● **Task prompt**
Convert the records into a two-column CSV with the headers text and answer, using only the part that opens with the line containing "Batch job #214: For the image above, mark every dashboard with" and closes with the line containing "xmin=156 ymin=88 xmax=400 ymax=212". Give one row per record, with each field in double quotes and its line breaks replaced by spaces.

● **Exercise inputs**

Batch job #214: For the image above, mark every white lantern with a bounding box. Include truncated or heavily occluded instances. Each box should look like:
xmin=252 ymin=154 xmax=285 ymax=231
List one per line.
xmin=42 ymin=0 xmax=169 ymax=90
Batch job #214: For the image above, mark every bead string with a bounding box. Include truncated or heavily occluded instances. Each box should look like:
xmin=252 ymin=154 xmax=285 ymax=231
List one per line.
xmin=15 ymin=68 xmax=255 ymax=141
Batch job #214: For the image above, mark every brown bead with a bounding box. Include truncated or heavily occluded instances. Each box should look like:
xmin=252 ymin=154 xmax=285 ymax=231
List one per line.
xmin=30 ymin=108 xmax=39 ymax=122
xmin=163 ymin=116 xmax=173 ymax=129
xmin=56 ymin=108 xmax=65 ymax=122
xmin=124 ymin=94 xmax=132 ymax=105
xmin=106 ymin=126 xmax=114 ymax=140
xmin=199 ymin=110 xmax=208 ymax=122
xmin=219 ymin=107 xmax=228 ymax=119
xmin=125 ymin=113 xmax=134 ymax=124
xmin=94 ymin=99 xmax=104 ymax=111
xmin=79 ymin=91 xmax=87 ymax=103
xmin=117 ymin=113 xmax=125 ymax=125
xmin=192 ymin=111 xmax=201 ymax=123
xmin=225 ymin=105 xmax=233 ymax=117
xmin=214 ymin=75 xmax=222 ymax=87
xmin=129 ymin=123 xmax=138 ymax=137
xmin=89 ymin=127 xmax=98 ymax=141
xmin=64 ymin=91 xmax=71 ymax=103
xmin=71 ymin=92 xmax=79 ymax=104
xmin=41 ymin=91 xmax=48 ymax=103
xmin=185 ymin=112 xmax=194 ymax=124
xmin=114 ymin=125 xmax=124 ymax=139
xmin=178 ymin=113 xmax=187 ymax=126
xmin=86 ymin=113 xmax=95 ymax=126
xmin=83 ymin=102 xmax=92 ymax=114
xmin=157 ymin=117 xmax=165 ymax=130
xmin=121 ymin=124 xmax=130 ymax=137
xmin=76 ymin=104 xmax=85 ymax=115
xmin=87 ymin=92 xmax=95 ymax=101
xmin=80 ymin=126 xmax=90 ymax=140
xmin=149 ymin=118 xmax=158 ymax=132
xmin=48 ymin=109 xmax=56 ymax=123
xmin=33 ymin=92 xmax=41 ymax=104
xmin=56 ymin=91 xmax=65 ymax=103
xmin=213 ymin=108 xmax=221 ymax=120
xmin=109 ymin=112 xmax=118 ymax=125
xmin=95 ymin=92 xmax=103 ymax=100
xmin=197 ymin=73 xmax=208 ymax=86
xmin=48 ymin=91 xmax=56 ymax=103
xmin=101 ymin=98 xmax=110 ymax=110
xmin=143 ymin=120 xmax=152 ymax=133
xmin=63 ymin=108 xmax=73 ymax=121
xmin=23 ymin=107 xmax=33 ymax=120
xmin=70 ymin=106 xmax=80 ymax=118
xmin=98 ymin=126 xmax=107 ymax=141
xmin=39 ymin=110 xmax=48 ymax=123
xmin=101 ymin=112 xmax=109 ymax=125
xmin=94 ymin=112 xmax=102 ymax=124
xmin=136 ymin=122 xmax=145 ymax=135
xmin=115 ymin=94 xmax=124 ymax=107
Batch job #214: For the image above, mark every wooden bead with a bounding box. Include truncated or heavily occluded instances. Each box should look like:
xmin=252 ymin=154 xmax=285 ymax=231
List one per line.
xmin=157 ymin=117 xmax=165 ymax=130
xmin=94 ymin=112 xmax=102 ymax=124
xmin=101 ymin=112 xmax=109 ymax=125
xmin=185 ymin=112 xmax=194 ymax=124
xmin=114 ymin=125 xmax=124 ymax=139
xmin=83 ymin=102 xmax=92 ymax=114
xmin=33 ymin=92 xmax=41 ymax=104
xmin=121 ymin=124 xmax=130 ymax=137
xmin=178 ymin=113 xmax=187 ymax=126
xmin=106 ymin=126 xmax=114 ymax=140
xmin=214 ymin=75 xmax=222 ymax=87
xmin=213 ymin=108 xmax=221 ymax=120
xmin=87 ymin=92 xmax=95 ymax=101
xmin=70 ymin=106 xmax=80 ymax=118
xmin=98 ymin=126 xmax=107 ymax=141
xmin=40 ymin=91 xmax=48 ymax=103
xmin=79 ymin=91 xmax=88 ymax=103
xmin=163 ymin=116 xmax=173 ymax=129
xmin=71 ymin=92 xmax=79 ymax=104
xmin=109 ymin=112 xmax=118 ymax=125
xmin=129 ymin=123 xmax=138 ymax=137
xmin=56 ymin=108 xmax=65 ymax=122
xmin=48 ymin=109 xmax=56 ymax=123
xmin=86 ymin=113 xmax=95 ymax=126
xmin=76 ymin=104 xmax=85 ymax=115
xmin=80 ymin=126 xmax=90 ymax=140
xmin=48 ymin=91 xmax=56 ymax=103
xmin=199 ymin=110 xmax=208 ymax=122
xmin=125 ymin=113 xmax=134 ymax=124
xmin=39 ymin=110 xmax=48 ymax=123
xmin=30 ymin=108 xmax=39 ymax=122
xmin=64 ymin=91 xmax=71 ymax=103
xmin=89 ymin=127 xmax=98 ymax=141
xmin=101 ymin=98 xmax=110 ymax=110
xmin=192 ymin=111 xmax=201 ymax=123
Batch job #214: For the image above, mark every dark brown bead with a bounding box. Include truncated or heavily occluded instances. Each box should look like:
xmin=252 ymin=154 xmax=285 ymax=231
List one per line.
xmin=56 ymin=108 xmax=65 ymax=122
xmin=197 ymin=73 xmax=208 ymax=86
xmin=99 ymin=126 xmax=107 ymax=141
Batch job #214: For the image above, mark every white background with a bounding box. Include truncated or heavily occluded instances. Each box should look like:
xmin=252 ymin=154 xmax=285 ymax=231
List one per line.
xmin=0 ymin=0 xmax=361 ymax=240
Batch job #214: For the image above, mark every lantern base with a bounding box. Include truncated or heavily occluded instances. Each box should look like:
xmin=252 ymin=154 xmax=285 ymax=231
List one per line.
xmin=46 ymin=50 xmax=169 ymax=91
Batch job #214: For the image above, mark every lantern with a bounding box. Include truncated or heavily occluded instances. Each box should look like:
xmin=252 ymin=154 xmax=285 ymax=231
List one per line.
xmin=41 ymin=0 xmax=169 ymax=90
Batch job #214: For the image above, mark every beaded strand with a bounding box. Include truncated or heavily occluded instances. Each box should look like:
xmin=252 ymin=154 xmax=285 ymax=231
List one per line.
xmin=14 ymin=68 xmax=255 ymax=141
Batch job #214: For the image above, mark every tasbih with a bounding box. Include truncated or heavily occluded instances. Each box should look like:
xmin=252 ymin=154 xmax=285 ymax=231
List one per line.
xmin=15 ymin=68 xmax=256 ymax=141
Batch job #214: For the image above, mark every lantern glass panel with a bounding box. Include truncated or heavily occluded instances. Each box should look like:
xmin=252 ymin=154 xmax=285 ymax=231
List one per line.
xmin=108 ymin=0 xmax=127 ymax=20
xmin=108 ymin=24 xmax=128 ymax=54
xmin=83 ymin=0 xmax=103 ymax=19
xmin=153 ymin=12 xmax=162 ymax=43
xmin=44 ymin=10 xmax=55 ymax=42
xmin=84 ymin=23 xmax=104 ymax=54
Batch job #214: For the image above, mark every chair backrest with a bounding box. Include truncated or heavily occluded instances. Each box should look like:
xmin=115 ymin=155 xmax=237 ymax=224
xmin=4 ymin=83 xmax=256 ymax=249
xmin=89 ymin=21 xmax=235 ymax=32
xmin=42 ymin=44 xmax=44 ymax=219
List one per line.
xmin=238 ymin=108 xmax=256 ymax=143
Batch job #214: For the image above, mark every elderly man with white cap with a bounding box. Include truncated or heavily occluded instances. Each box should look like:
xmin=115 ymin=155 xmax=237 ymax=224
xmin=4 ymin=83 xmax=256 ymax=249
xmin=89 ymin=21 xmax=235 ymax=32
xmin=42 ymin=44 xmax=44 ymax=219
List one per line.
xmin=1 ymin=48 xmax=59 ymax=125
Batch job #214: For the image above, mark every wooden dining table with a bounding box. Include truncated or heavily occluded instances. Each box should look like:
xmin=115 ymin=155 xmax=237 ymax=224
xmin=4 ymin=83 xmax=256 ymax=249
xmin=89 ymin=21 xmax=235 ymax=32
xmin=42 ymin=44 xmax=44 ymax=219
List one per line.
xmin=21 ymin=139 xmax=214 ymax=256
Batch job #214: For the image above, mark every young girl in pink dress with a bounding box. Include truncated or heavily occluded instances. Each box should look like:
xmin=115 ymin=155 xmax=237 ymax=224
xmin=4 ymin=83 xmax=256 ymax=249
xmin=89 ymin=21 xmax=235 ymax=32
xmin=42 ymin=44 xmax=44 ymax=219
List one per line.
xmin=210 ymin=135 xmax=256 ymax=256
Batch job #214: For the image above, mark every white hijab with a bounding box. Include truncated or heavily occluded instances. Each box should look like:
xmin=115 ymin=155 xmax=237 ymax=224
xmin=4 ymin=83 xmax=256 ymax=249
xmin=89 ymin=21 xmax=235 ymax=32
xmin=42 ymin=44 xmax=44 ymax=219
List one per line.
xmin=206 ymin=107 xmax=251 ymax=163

...

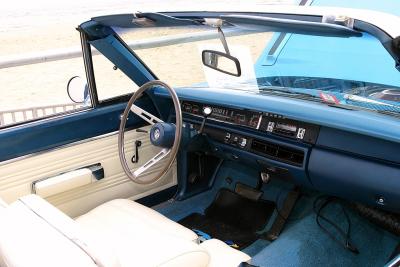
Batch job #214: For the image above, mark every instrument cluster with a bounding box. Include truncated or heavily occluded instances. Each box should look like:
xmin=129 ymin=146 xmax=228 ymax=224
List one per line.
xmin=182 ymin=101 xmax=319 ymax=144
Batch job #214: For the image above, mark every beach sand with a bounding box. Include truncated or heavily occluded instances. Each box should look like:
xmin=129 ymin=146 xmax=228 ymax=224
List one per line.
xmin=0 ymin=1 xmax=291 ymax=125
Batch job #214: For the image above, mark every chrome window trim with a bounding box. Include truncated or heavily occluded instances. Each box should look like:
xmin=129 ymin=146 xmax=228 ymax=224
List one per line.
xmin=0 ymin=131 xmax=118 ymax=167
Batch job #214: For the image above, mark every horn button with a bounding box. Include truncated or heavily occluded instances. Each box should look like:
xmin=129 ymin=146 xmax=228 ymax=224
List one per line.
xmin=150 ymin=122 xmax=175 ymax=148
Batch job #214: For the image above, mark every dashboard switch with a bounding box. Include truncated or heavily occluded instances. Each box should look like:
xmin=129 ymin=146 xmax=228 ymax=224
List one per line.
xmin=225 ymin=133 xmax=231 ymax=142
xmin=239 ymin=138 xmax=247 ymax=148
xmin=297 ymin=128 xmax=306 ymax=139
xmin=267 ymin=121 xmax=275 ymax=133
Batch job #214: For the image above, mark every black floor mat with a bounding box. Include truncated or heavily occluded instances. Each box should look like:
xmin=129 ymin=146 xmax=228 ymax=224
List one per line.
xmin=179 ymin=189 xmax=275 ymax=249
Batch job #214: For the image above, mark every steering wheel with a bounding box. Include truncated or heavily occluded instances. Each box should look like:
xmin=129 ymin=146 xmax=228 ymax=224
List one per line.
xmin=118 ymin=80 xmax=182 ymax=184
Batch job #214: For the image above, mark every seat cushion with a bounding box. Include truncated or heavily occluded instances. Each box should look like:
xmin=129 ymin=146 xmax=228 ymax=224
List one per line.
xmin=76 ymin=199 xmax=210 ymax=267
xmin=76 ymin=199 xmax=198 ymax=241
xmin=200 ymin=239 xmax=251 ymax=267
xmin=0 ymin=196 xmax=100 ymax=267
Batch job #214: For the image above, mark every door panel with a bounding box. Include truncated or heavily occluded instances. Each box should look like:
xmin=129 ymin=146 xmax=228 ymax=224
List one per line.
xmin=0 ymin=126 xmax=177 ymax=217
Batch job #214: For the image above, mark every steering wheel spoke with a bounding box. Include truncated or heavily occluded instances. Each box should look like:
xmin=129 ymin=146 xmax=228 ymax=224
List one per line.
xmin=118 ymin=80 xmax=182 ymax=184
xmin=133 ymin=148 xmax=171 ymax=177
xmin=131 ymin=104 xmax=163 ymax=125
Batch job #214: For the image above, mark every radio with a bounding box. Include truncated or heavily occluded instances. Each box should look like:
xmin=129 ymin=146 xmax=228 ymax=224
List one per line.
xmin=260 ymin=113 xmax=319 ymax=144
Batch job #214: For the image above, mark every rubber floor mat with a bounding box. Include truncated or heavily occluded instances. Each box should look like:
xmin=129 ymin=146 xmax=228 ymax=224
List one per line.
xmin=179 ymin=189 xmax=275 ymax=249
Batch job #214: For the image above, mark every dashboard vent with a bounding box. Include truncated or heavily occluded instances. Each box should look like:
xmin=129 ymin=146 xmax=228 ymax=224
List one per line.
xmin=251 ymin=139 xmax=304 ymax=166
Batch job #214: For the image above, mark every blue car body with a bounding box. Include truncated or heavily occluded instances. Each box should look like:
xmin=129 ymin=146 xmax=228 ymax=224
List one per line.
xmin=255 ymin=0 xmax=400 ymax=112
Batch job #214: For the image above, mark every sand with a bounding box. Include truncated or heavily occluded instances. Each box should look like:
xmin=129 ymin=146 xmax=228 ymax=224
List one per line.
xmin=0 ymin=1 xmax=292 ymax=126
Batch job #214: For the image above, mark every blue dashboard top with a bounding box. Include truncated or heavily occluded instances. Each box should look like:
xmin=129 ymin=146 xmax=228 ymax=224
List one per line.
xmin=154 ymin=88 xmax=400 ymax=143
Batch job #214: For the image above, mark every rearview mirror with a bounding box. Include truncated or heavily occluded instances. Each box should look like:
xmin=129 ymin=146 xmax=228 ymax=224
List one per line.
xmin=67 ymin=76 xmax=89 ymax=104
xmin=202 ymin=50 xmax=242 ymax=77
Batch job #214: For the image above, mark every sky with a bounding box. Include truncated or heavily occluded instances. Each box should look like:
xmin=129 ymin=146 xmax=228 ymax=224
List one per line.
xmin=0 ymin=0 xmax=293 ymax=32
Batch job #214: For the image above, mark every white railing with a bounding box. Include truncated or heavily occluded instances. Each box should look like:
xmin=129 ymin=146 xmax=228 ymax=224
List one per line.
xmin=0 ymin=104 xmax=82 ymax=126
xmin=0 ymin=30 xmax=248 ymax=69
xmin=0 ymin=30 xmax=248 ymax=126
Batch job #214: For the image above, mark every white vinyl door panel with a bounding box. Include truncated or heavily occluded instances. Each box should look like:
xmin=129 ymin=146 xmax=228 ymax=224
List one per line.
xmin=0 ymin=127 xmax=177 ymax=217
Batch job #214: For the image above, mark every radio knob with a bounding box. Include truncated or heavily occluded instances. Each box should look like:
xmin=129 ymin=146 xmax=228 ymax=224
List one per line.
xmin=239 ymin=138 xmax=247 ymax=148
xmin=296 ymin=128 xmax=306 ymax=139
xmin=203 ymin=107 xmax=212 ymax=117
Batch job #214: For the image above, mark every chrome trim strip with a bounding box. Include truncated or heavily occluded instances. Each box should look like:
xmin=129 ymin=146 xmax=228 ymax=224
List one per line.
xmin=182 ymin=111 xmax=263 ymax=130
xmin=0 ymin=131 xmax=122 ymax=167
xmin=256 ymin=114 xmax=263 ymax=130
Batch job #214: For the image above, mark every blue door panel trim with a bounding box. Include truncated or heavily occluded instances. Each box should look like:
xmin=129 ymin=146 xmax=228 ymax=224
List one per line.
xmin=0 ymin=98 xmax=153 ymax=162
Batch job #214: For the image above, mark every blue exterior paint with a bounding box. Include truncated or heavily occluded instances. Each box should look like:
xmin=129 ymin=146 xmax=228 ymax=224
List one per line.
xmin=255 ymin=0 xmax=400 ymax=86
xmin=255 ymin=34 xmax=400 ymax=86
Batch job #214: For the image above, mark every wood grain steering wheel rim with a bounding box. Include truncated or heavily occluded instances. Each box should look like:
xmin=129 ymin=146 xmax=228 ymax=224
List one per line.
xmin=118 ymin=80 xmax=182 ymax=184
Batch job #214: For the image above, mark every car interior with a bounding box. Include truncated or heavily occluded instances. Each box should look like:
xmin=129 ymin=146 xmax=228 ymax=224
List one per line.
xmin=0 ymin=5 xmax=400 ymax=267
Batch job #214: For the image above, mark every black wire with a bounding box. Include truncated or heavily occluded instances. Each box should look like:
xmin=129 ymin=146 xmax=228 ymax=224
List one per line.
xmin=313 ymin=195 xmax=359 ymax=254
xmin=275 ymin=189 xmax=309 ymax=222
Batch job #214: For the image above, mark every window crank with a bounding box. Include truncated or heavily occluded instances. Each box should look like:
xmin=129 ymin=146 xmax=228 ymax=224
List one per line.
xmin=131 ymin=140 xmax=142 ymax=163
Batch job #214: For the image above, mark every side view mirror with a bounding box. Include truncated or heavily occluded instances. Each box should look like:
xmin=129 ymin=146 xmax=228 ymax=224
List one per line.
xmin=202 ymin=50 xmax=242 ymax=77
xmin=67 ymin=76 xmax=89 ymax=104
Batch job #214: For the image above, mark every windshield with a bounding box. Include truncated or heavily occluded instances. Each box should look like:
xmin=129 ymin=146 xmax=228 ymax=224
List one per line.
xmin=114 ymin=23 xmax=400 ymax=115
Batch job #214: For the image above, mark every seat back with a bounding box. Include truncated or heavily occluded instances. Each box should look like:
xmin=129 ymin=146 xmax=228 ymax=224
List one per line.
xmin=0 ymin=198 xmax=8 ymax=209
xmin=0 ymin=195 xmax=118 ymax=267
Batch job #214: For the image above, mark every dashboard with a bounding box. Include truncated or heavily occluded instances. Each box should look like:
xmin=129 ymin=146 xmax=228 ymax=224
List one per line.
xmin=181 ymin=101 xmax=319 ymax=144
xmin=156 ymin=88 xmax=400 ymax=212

● **Correct result**
text,answer
"Batch job #214: For the image above, mark every dashboard with a bounding box. Include truncated or heavily occluded instances. Each box should look like: xmin=129 ymin=146 xmax=228 ymax=224 List one per line.","xmin=181 ymin=101 xmax=319 ymax=144 xmin=156 ymin=88 xmax=400 ymax=212"